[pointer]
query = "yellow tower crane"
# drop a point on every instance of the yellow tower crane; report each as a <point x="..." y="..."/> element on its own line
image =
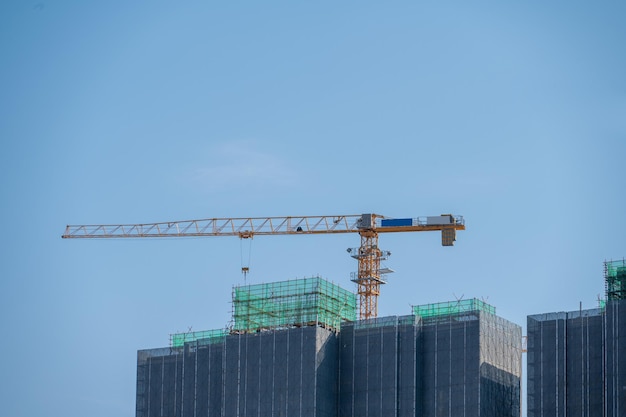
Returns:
<point x="369" y="276"/>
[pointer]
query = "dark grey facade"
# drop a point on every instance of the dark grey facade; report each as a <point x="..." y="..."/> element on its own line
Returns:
<point x="615" y="353"/>
<point x="576" y="363"/>
<point x="463" y="364"/>
<point x="278" y="373"/>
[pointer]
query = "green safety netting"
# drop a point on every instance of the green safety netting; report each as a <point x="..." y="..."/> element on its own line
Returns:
<point x="292" y="303"/>
<point x="453" y="307"/>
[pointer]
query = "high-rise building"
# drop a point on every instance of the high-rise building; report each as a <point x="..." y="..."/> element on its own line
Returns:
<point x="296" y="350"/>
<point x="576" y="360"/>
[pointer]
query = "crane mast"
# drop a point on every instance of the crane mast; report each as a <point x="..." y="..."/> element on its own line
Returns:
<point x="369" y="276"/>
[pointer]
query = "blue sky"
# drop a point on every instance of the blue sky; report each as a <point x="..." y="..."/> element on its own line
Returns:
<point x="512" y="114"/>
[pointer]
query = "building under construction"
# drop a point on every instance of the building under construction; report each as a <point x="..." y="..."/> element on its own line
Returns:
<point x="296" y="348"/>
<point x="577" y="360"/>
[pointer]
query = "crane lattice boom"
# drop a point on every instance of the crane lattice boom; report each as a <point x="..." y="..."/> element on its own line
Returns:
<point x="368" y="255"/>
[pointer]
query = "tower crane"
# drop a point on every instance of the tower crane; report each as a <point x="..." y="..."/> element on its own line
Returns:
<point x="369" y="276"/>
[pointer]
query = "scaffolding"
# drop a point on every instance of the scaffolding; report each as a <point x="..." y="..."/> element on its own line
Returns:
<point x="205" y="336"/>
<point x="615" y="279"/>
<point x="294" y="303"/>
<point x="448" y="308"/>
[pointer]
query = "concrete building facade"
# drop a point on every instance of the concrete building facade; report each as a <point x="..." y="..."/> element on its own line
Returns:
<point x="453" y="362"/>
<point x="577" y="362"/>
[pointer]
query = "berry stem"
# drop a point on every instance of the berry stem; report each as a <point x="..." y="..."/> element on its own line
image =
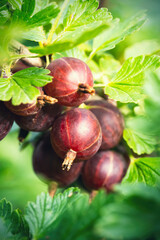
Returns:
<point x="92" y="195"/>
<point x="52" y="188"/>
<point x="85" y="88"/>
<point x="44" y="99"/>
<point x="70" y="157"/>
<point x="54" y="26"/>
<point x="99" y="85"/>
<point x="22" y="135"/>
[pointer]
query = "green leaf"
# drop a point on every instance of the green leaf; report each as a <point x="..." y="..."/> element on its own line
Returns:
<point x="127" y="85"/>
<point x="81" y="23"/>
<point x="21" y="85"/>
<point x="140" y="143"/>
<point x="148" y="123"/>
<point x="2" y="3"/>
<point x="14" y="223"/>
<point x="4" y="15"/>
<point x="145" y="47"/>
<point x="40" y="4"/>
<point x="44" y="16"/>
<point x="133" y="214"/>
<point x="117" y="33"/>
<point x="146" y="170"/>
<point x="16" y="4"/>
<point x="42" y="214"/>
<point x="75" y="215"/>
<point x="74" y="52"/>
<point x="27" y="8"/>
<point x="35" y="34"/>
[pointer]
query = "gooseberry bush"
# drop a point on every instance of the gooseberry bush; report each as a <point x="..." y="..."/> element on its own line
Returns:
<point x="92" y="119"/>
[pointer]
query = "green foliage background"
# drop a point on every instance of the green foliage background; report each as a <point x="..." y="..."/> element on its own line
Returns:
<point x="133" y="211"/>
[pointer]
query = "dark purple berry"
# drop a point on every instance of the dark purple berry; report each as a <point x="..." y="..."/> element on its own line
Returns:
<point x="111" y="122"/>
<point x="41" y="121"/>
<point x="6" y="120"/>
<point x="48" y="165"/>
<point x="72" y="81"/>
<point x="76" y="134"/>
<point x="103" y="170"/>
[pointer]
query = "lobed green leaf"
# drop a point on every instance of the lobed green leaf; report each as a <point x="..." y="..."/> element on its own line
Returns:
<point x="12" y="223"/>
<point x="133" y="214"/>
<point x="82" y="22"/>
<point x="145" y="170"/>
<point x="117" y="33"/>
<point x="21" y="85"/>
<point x="42" y="214"/>
<point x="127" y="85"/>
<point x="140" y="143"/>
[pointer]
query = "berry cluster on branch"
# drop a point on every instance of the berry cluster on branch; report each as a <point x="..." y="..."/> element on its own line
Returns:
<point x="77" y="140"/>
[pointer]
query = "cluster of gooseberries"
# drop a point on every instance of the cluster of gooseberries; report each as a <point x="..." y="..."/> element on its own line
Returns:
<point x="77" y="141"/>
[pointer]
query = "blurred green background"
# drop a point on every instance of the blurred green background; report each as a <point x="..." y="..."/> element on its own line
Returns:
<point x="18" y="182"/>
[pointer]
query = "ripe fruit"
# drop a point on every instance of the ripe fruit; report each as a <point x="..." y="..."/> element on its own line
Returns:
<point x="48" y="165"/>
<point x="103" y="170"/>
<point x="111" y="122"/>
<point x="76" y="134"/>
<point x="72" y="81"/>
<point x="20" y="65"/>
<point x="6" y="120"/>
<point x="24" y="109"/>
<point x="41" y="121"/>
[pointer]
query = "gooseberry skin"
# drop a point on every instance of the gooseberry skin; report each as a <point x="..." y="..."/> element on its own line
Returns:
<point x="68" y="73"/>
<point x="20" y="65"/>
<point x="111" y="121"/>
<point x="24" y="109"/>
<point x="103" y="170"/>
<point x="6" y="120"/>
<point x="48" y="165"/>
<point x="77" y="130"/>
<point x="41" y="121"/>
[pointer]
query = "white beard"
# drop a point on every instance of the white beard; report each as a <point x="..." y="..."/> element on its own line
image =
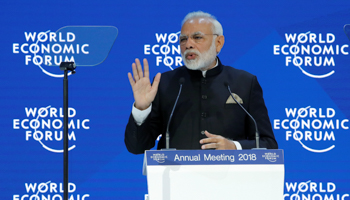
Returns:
<point x="203" y="60"/>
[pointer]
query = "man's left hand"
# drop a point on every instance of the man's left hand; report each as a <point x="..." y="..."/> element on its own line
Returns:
<point x="216" y="142"/>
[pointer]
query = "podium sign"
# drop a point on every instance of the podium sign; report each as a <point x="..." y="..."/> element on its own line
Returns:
<point x="214" y="174"/>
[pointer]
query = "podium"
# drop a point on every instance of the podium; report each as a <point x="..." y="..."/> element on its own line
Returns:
<point x="214" y="174"/>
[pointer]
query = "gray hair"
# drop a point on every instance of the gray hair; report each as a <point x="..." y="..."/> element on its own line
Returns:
<point x="217" y="28"/>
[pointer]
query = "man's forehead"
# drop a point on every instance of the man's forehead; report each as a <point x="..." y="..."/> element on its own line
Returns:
<point x="196" y="25"/>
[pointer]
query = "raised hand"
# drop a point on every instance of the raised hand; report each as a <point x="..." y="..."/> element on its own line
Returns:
<point x="144" y="92"/>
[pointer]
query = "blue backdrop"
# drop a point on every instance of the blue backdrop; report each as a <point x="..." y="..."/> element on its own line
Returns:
<point x="297" y="49"/>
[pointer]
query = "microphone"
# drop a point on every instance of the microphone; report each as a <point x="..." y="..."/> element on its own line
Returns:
<point x="167" y="135"/>
<point x="257" y="136"/>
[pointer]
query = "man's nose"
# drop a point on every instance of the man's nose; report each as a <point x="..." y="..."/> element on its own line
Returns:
<point x="189" y="43"/>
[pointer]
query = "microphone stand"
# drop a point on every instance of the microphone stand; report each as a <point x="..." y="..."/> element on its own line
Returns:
<point x="65" y="66"/>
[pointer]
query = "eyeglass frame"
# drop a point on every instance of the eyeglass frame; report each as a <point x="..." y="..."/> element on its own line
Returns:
<point x="192" y="37"/>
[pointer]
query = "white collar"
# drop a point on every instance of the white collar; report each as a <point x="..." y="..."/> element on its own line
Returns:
<point x="205" y="71"/>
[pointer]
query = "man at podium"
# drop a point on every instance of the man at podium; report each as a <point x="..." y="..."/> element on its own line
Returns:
<point x="206" y="115"/>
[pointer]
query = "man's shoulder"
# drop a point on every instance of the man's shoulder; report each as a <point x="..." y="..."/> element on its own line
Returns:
<point x="175" y="71"/>
<point x="237" y="72"/>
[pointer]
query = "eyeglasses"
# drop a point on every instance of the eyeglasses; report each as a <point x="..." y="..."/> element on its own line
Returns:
<point x="196" y="37"/>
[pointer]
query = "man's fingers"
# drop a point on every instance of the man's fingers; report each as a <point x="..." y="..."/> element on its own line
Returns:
<point x="131" y="80"/>
<point x="209" y="134"/>
<point x="134" y="72"/>
<point x="139" y="68"/>
<point x="208" y="140"/>
<point x="145" y="67"/>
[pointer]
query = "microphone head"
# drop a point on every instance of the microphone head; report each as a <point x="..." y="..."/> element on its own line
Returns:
<point x="182" y="80"/>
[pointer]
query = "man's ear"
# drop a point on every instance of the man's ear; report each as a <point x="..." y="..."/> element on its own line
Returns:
<point x="219" y="43"/>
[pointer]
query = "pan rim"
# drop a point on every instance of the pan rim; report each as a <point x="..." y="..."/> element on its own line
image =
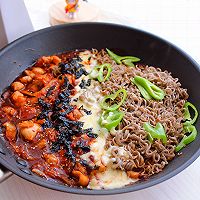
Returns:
<point x="80" y="191"/>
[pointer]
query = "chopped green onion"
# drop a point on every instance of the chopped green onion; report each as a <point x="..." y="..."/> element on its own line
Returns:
<point x="155" y="133"/>
<point x="97" y="72"/>
<point x="112" y="97"/>
<point x="127" y="60"/>
<point x="148" y="89"/>
<point x="111" y="119"/>
<point x="187" y="139"/>
<point x="187" y="115"/>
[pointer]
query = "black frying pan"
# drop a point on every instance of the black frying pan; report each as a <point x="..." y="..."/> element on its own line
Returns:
<point x="18" y="55"/>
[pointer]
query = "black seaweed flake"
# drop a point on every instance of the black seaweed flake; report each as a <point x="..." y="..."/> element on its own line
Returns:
<point x="55" y="115"/>
<point x="82" y="85"/>
<point x="50" y="90"/>
<point x="80" y="72"/>
<point x="88" y="82"/>
<point x="85" y="84"/>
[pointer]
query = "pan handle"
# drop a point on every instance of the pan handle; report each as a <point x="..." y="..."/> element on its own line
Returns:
<point x="4" y="173"/>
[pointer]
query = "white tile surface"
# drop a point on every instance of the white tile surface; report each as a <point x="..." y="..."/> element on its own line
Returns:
<point x="175" y="20"/>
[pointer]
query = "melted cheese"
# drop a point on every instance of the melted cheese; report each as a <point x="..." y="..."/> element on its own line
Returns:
<point x="90" y="98"/>
<point x="110" y="179"/>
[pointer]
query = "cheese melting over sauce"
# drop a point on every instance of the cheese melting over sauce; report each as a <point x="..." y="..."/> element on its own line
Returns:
<point x="90" y="98"/>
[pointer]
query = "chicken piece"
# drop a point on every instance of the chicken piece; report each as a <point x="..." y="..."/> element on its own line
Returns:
<point x="38" y="70"/>
<point x="11" y="131"/>
<point x="18" y="99"/>
<point x="29" y="129"/>
<point x="27" y="112"/>
<point x="26" y="79"/>
<point x="17" y="86"/>
<point x="29" y="73"/>
<point x="51" y="159"/>
<point x="9" y="110"/>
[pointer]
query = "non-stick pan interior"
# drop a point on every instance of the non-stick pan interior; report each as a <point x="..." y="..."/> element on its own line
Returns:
<point x="123" y="40"/>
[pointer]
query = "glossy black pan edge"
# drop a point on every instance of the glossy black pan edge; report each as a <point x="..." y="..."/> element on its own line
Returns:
<point x="138" y="186"/>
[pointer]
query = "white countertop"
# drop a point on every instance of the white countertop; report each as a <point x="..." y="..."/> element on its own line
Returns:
<point x="175" y="20"/>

Set task:
Count the lines in the rows above that contain the string "chicken", treating case as significant, and give only the number.

Answer to the task:
2